Excerpted text.
# Should I Let My PE License Lapse?



## caweitz (Dec 3, 2011)

I received my PE license in NC a few years ago. I recently moved to NM and got my NM PE license through comity. Since I have no plans on moving back or practicing in NC, should I let the NC license lapse? I could renew my NC license as "inactive", but that costs the same as keeping it active.


----------



## RIP - VTEnviro (Dec 4, 2011)

The rule of thumb is generally keep your license in the state where you originally tested and were first licensed. I've seen applications for other states asking me if my first license was still current and looking for an explanation if not.

Also, don't let your license simply lapse. Most states let you retire or deactivate your license there. If you ever need to be relicensed there, you just pay the fee and show your continuing ed hours are current and you are all set, as opposed to going through the whole application stage again.


----------



## wilheldp_PE (Dec 4, 2011)

No.


----------



## blybrook PE (Dec 4, 2011)

Dataset extract.

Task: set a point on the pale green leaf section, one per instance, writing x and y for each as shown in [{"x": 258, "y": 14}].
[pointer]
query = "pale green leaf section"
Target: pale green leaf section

Task. Pick up the forum thread about letting a PE license lapse from its last line and continue it.

Task answer.
I would keep it current. You can write off the fees as a business expense on your taxes.


----------



## Dexman PE PMP (Dec 5, 2011)

^^^ Consider the tax benefits an added bonus to the previous comments.


----------



## EnvEngineer (Dec 6, 2011)

Talking from experience dont let anything lapse, somehow some why it comes back to hurt you. I dont know why this happens but it does. I think you need to look at the real issue, if the real issue is money, then consider letting it lapse, but if its not money just being thrifty or whatever I really suggest you keep all your certifications up to date.

Crap I just put up this avitar and have follow Dexman!!!!!!!!!!!!!


----------



## EM_PS (Dec 10, 2011)

Yes. I've seen your work in NC...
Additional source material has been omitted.